======== Records provided ========

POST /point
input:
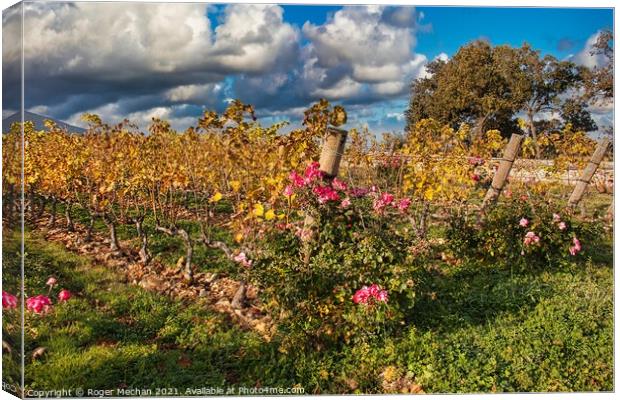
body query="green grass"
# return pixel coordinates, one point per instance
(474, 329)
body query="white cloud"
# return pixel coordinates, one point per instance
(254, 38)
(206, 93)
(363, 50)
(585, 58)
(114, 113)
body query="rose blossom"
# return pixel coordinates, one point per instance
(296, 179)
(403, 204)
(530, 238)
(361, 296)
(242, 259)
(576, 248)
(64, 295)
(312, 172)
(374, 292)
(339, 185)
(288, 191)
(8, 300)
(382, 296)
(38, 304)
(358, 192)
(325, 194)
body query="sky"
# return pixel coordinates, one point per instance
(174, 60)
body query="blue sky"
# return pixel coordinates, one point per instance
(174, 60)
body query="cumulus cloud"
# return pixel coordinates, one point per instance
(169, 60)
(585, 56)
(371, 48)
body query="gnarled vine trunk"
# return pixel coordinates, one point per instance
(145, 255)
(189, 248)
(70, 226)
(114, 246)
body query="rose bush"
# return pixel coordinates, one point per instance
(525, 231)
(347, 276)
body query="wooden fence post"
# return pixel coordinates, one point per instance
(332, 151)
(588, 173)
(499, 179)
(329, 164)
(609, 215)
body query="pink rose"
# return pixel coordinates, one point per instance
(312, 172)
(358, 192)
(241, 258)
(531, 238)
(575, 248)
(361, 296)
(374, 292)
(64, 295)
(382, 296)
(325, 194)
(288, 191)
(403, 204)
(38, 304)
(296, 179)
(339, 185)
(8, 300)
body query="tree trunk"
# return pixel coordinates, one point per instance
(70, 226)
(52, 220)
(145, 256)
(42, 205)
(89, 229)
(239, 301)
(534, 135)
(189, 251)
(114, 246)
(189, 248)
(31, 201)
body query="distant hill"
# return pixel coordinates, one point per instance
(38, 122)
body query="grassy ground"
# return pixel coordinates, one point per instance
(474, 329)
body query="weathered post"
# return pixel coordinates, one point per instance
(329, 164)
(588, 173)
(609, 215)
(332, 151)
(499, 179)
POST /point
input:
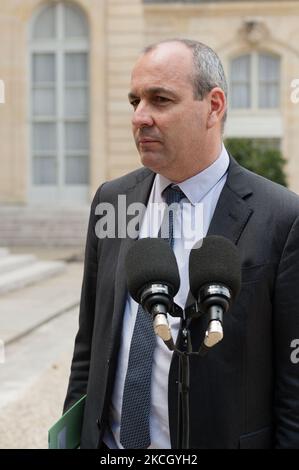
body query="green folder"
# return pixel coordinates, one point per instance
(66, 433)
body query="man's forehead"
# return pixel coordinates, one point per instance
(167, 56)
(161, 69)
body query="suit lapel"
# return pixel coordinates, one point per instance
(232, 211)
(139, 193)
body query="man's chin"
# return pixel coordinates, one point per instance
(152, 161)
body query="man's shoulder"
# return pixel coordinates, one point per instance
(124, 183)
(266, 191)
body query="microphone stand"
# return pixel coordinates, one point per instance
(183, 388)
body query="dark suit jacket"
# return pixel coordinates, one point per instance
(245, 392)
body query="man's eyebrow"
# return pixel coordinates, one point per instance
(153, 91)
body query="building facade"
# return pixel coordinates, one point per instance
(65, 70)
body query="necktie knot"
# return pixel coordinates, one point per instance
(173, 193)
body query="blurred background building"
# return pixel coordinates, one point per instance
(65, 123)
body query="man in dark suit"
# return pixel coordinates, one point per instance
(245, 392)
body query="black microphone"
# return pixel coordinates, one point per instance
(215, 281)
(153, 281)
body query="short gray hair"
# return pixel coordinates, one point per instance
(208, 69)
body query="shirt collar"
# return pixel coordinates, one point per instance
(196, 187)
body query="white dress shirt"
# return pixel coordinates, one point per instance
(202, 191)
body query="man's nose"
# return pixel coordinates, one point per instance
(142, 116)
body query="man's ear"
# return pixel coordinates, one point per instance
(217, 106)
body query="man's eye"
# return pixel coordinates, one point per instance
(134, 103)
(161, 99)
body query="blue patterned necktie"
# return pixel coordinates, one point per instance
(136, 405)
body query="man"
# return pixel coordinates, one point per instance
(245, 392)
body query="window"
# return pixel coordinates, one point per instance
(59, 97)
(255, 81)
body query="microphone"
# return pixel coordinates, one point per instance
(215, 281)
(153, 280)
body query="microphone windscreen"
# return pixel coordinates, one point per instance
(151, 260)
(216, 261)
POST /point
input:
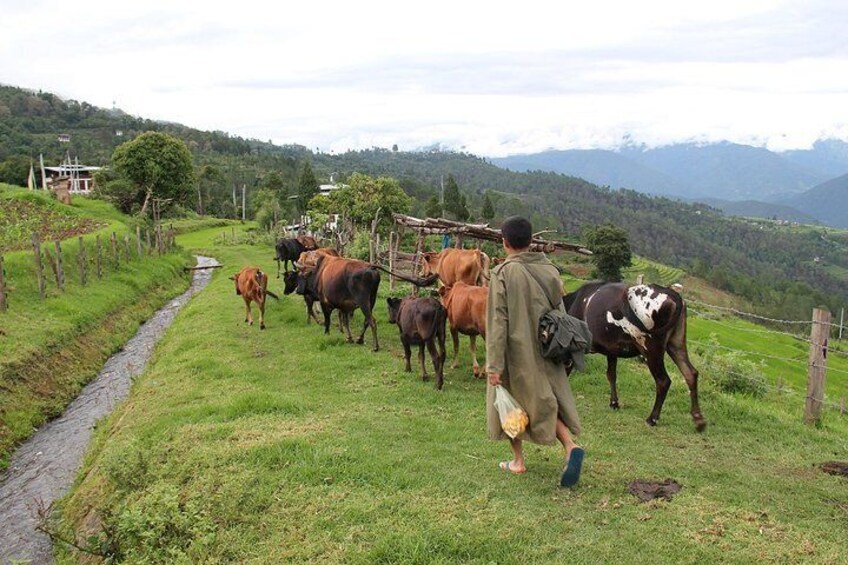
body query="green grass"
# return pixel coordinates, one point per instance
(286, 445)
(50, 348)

========

◆ **Work to complete**:
Your answer must be the records exactly as they stand, with no pictures in it.

◆ **Task result**:
POST /point
input:
body query="green grass"
# return pixel coordinates, one point per instance
(474, 329)
body query="white cloud"
# return pixel coordinates, one point per instance
(254, 38)
(206, 93)
(363, 50)
(585, 58)
(114, 113)
body query="rose blossom"
# return pixel coordinates, one point per instance
(296, 179)
(403, 204)
(530, 238)
(361, 296)
(242, 259)
(576, 248)
(64, 295)
(312, 172)
(374, 292)
(339, 185)
(288, 191)
(8, 300)
(382, 296)
(38, 304)
(358, 192)
(325, 194)
body query="sky"
# return pixel coordinates, one point per instance
(174, 60)
body query="blue sky"
# return pixel coordinates, one point per instance
(174, 60)
body query="cumulus cloud"
# return pixel coordinates, one point per instance
(169, 60)
(585, 56)
(371, 48)
body query="gnarled vine trunk"
# return pixel coordinates, one point per instance
(145, 255)
(189, 248)
(70, 226)
(114, 246)
body query="rose bush"
# return pixel coordinates, one point per instance
(525, 231)
(347, 276)
body query="wooden fence post"
# return pixel coordinates, one point per instance
(332, 151)
(588, 173)
(499, 179)
(329, 164)
(609, 215)
body query="pink rose"
# return pixel coordinates, one point per instance
(312, 172)
(358, 192)
(241, 258)
(531, 238)
(575, 248)
(361, 296)
(374, 292)
(64, 295)
(382, 296)
(325, 194)
(288, 191)
(403, 204)
(38, 304)
(296, 179)
(339, 185)
(8, 300)
body query="tree trunk"
# return pixel coordinates, one point per instance
(70, 226)
(52, 220)
(145, 256)
(42, 205)
(89, 229)
(239, 301)
(534, 135)
(189, 251)
(114, 246)
(189, 248)
(31, 201)
body query="distant hill"
# return pixel coordinates, one point per instance
(38, 122)
body query="grassy ground"
# return pixel coordinates, one point per instance
(474, 329)
body query="weathered post"
# return pixel coordinates, one point per instance
(329, 164)
(588, 173)
(609, 215)
(332, 151)
(499, 179)
POST /point
input:
body query="green folder"
# return pixel coordinates, one point per instance
(66, 433)
body query="man's forehead"
# return pixel coordinates, one point per instance
(167, 56)
(161, 69)
body query="suit lapel"
# return pixel coordinates, one point per instance
(232, 211)
(139, 193)
body query="man's chin"
# return pixel coordinates, one point per instance
(152, 161)
body query="man's shoulder"
# return pixel coordinates, one point per instance
(124, 183)
(266, 191)
body query="microphone stand"
# return pixel coordinates, one point per instance
(183, 388)
body query="dark suit jacket"
# return pixel coordinates, one point per instance
(245, 392)
body query="man's eyebrow"
# return pixel coordinates, one point per instance
(153, 91)
body query="building facade"
# return pixel coordinates, one point per instance
(65, 70)
body query="necktie knot"
# return pixel coordinates, one point per instance
(173, 193)
body query="blurred background building"
# return pixel coordinates, one point per instance
(65, 123)
body query="man in dark suit"
# return pixel coordinates, one point per instance
(245, 392)
body query="black microphone"
# return pixel coordinates, one point per instance
(215, 281)
(153, 281)
body query="short gray hair"
# return pixel coordinates, one point per instance
(208, 69)
body query="shirt collar"
# return pixel coordinates, one point per instance
(196, 187)
body query="white dress shirt"
# return pixel coordinates, one point per instance
(202, 191)
body query="man's nose"
# return pixel coordinates, one point per instance
(142, 116)
body query="man's ear"
# return pixel coordinates, one point per instance
(217, 106)
body query="man's eye"
# return pixel coordinates, one point per instance
(134, 103)
(161, 99)
body query="blue patterned necktie"
# return pixel coordinates, one point per instance
(136, 405)
body query="man"
# return pixel coordinates, one point per instance
(245, 392)
body query="window"
# return pixel coordinates, one point per instance
(59, 97)
(255, 81)
body query="microphone"
# return pixel coordinates, one point per instance
(215, 281)
(153, 280)
body query="microphone windscreen"
# return pixel coordinates, one point per instance
(151, 260)
(216, 261)
POST /point
input:
body query="green grass"
# return pixel coordinates, one point per instance
(286, 445)
(50, 348)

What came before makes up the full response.